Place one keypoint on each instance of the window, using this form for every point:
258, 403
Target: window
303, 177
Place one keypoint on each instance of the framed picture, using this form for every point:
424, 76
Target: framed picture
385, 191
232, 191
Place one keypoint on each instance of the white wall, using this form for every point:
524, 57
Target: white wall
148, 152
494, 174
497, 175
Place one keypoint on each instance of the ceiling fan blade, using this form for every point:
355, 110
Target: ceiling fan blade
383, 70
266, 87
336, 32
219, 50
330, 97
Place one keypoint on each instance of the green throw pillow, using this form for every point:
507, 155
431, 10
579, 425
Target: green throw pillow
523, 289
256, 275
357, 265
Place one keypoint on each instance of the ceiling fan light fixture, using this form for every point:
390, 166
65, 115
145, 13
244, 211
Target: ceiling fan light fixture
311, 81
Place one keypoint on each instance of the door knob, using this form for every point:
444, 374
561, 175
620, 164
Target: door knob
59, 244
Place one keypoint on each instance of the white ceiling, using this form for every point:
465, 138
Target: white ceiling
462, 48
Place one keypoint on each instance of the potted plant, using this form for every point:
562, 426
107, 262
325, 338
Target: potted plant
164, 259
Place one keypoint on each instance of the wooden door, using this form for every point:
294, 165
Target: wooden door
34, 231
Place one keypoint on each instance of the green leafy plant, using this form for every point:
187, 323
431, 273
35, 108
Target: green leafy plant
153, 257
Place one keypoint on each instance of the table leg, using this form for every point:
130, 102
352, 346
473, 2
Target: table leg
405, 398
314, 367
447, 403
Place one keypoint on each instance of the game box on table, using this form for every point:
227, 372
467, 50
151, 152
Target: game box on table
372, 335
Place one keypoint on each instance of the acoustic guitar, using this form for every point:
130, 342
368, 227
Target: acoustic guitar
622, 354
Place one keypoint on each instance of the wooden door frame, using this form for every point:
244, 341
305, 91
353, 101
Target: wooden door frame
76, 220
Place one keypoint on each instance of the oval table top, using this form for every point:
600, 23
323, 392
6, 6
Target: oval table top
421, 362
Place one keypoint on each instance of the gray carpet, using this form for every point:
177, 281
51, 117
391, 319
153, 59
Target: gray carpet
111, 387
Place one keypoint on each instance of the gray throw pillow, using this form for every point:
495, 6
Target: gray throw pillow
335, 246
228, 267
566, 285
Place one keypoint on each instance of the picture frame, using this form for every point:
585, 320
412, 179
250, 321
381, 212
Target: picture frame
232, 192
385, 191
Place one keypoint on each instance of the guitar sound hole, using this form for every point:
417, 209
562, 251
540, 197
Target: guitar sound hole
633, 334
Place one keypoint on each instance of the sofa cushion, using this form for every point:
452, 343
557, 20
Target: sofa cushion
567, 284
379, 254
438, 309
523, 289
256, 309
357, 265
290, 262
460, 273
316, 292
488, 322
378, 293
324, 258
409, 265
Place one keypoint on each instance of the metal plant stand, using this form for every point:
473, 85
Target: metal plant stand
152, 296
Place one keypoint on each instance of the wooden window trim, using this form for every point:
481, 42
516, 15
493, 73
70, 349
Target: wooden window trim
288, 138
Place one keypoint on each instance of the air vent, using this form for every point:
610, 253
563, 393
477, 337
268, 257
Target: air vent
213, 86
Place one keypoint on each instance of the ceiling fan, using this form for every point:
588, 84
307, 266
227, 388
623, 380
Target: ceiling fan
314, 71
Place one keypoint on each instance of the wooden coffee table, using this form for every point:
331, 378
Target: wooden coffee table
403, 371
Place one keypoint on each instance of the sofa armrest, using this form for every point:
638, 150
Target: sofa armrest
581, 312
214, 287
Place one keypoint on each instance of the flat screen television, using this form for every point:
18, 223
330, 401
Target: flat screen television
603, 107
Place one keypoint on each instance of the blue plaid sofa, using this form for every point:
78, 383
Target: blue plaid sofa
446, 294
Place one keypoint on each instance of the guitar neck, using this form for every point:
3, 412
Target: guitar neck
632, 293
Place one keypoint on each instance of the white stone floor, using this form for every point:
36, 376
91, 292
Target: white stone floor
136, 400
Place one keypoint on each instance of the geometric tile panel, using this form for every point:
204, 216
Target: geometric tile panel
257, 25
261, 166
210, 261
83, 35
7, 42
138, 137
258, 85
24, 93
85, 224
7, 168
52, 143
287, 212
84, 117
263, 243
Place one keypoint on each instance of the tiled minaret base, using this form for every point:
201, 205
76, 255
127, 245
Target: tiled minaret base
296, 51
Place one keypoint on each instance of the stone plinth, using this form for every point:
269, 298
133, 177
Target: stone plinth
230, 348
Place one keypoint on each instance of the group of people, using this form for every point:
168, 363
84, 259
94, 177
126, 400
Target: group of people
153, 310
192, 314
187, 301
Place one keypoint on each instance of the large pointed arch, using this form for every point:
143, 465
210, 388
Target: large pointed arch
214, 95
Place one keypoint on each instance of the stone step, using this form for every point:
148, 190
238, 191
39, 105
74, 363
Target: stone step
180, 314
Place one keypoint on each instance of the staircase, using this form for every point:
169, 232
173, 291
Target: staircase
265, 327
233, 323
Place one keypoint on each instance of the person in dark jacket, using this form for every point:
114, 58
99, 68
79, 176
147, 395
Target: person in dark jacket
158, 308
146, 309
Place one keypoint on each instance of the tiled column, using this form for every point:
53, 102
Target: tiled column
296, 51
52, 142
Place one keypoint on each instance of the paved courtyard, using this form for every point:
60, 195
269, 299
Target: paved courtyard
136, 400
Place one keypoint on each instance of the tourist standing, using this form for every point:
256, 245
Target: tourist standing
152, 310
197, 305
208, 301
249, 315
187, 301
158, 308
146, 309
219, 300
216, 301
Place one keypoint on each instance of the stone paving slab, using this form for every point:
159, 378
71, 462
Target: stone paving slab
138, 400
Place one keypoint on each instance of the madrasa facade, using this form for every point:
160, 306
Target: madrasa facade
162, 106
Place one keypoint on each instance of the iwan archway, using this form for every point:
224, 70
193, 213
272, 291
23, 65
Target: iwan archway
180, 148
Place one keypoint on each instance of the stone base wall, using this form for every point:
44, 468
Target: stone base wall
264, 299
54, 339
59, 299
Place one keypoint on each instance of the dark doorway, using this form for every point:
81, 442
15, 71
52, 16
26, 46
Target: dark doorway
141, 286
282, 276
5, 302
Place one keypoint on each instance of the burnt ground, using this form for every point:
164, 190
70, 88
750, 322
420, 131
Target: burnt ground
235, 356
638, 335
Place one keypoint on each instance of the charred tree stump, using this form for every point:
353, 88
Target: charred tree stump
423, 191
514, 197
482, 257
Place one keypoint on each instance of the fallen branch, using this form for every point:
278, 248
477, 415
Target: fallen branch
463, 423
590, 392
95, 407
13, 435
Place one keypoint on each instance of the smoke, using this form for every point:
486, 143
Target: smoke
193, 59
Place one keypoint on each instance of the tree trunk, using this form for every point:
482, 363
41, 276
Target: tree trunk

**********

◆ **DESCRIPTION OF THE TASK**
Give back the entire listing above, matching every line exactly.

◆ **THE COMPLETED TASK**
Place one keypoint on each instance of the window, using this form for every point:
258, 403
Target: window
303, 177
Place one keypoint on each instance of the framed picture, using this form for every point:
424, 76
Target: framed picture
385, 191
232, 191
Place one keypoint on each instance of the white wall, using this form for every point:
524, 57
Target: white wall
148, 152
494, 174
497, 175
Place one keypoint on each instance of the ceiling fan blade, using this form for every point:
355, 110
Target: ceiling fan blade
383, 70
266, 87
336, 32
219, 50
330, 97
Place one keypoint on each instance of the green throw pillow, using this form for every point:
507, 155
431, 10
579, 425
Target: green throw pillow
523, 289
256, 275
357, 265
Place one keypoint on each instance of the ceiling fan light fixture, using this form for every point:
390, 166
65, 115
145, 13
244, 211
Target: ceiling fan light fixture
311, 81
Place one keypoint on each instance of the door knob, using this form for every point:
444, 374
561, 175
620, 164
Target: door knob
59, 244
Place one keypoint on each instance of the white ceiling, using this form for every point:
465, 138
Target: white ceiling
462, 48
Place one keypoint on each instance of the potted plant, using this form for every point:
562, 426
107, 262
325, 338
Target: potted plant
164, 259
Place one keypoint on each instance of the wooden door, using this form for every point:
294, 165
Target: wooden door
34, 231
Place one keypoint on each instance of the green leafy plant, using this form for every point:
187, 323
431, 273
35, 108
Target: green leafy plant
153, 257
Place one keypoint on each instance of the table leg, using this form for every point:
130, 102
352, 346
473, 2
Target: table leg
405, 398
314, 367
447, 403
Place one keypoint on each instance of the game box on table, using this form for every point:
227, 372
467, 50
151, 152
Target: game box on table
372, 335
Place one keypoint on each instance of the acoustic guitar, using this form for every point:
130, 342
368, 227
Target: acoustic guitar
622, 354
Place one keypoint on each instance of the wooden door frame, using this form for every point:
244, 341
305, 91
353, 101
Target: wooden door frame
76, 220
Place one keypoint on each instance of the oval table top, using this form for every point:
600, 23
323, 392
6, 6
Target: oval table top
421, 362
Place one keypoint on each instance of the gray carpet, using this form for every point:
177, 281
51, 117
391, 319
153, 59
Target: gray carpet
111, 387
Place one keypoint on each instance of the gray throw pillow, using this form for every point:
495, 6
Target: gray throw pillow
335, 246
228, 267
566, 285
Place one keypoint on each instance of the picture frame, using this form for every point:
585, 320
412, 179
250, 321
381, 212
Target: picture frame
232, 192
385, 191
Place one keypoint on each instance of the guitar sound hole, using this form for every point:
417, 209
562, 251
540, 197
Target: guitar sound hole
633, 334
Place one keypoint on each instance of the sofa cushion, using this form for every point:
452, 343
557, 20
Target: sofa cushion
567, 284
379, 254
438, 309
523, 289
256, 309
357, 265
290, 262
460, 273
316, 292
488, 322
378, 293
324, 258
409, 265
Place one keypoint on each instance of the metal plant stand, using this form for every point:
473, 85
Target: metal plant stand
152, 296
Place one keypoint on each instance of the wooden window trim, using this form for every point:
481, 42
516, 15
493, 73
70, 349
Target: wooden window trim
288, 138
Place one keypoint on each instance of the air vent, using this form for every point:
610, 253
563, 393
477, 337
268, 257
Target: air vent
213, 86
Place one keypoint on each instance of the ceiling fan, using this form for every point:
588, 84
307, 266
227, 388
623, 380
Target: ceiling fan
314, 71
Place one keypoint on each instance of the wooden coffee table, using this form for every point:
331, 378
Target: wooden coffee table
403, 371
Place one keypoint on each instance of the sofa armrest, using this form for every point:
638, 150
Target: sofa armrest
581, 312
214, 287
Place one keypoint on each instance of the flat screen television, using this form for every point:
18, 223
330, 401
Target: flat screen television
603, 107
Place one keypoint on each instance of the blue plaid sofa, using this form for every point:
78, 383
Target: blue plaid sofa
446, 294
Place one keypoint on each instance of the guitar neck, using this form for every point:
3, 412
Target: guitar neck
632, 293
Place one keypoint on each instance of the white stone floor, using this form for every point:
36, 376
91, 292
Target: white stone floor
136, 400
Place one keypoint on each instance of the geometric tile panel, using this form for every point:
204, 216
Target: geometric tile panel
257, 25
261, 166
210, 261
83, 35
7, 42
138, 137
258, 85
24, 93
85, 224
7, 168
52, 143
287, 212
84, 117
263, 243
Place one keypoint on each instance of the tiled minaret base, using this form for every point:
201, 205
76, 255
127, 245
Target: tiled minaret base
296, 51
Place one keypoint on each instance of the stone plinth, using this form for every point:
269, 298
133, 177
Target: stone plinth
230, 348
Place one keypoint on each instance of the group of people, using this form for every point:
168, 363
84, 259
94, 177
126, 400
Target: group of people
153, 310
192, 314
187, 301
Place one keypoint on each instance of the large pointed arch, using this form for every point:
143, 465
210, 388
Target: large pointed arch
214, 95
Place one keypoint on each instance of the stone step, using this form for every point:
148, 190
238, 191
39, 105
74, 363
Target: stone step
180, 314
Place one keypoint on each instance of the staircase, using this form for every point:
169, 232
173, 291
Target: staircase
265, 327
233, 323
Place one keypoint on each instance of the person in dark jacket, using this form for every point:
114, 58
99, 68
79, 176
147, 395
Target: person in dark jacket
158, 308
146, 309
Place one keypoint on each instance of the tiled column, using this form for every point:
53, 102
Target: tiled column
296, 51
52, 142
Place one keypoint on each instance of the paved courtyard, using this form for every point:
60, 195
269, 299
Target: paved courtyard
136, 400
Place one keypoint on each instance of the tourist standing, using this form for every point:
256, 245
Target: tourist standing
152, 310
197, 305
208, 301
249, 315
187, 301
158, 308
146, 309
219, 300
216, 301
Place one keypoint on each instance of the stone paving slab, using this form for every point:
159, 378
71, 462
Target: stone paving slab
138, 400
Place one keypoint on each instance of the madrasa facade, using this form for every point:
160, 306
Target: madrasa facade
162, 106
Place one keypoint on each instance of the iwan archway, using this form for every point:
224, 70
193, 213
272, 291
23, 65
Target: iwan archway
180, 148
Place one keypoint on each instance of the stone base wall, using this form for every point:
44, 468
Target: stone base wall
264, 299
54, 339
59, 299
Place one keypoint on each instance of the dark doorway, using this form for every point:
81, 442
15, 71
52, 16
26, 46
Target: dark doorway
141, 286
282, 276
5, 302
Place one keypoint on each instance of the burnt ground, using this form for every point:
164, 190
70, 88
750, 322
420, 131
Target: burnt ground
235, 356
638, 335
Place one keypoint on each instance of the charred tree stump, using this form for every point:
353, 88
Target: charred tree stump
423, 191
514, 197
482, 257
Place one keypoint on each instance of the fallen branch, using this form for every point:
278, 248
477, 415
Target: fallen branch
463, 423
590, 392
95, 407
13, 435
Place one keypoint on each instance of the smoke, using this form for every point:
486, 143
Target: smoke
193, 59
Place one keypoint on each instance of the tree trunk, using this form for every point:
482, 363
41, 276
Target: tree trunk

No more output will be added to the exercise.